Retype all the records with nothing changed.

########

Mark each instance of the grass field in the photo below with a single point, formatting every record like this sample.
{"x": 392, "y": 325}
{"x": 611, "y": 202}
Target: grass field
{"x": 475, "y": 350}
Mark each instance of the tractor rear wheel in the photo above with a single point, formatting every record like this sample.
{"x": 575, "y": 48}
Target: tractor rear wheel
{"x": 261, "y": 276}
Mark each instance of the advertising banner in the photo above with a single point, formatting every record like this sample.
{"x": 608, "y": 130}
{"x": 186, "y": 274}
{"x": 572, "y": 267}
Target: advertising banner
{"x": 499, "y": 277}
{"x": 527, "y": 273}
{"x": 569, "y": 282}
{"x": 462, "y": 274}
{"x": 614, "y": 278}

########

§ Full response:
Mark each instance of the grass field in the photo below with a single point, formatting every record like this sample.
{"x": 392, "y": 325}
{"x": 611, "y": 202}
Target: grass field
{"x": 475, "y": 350}
Mark each instance of the tractor rear wheel in the photo above with a single point, formatting every record like this sample.
{"x": 575, "y": 48}
Target: tractor rear wheel
{"x": 261, "y": 276}
Mark each instance of the advertising banner in the photo above with a single point, formatting every record like this sample.
{"x": 608, "y": 130}
{"x": 186, "y": 274}
{"x": 572, "y": 267}
Target: advertising banner
{"x": 499, "y": 277}
{"x": 527, "y": 273}
{"x": 569, "y": 282}
{"x": 462, "y": 274}
{"x": 614, "y": 278}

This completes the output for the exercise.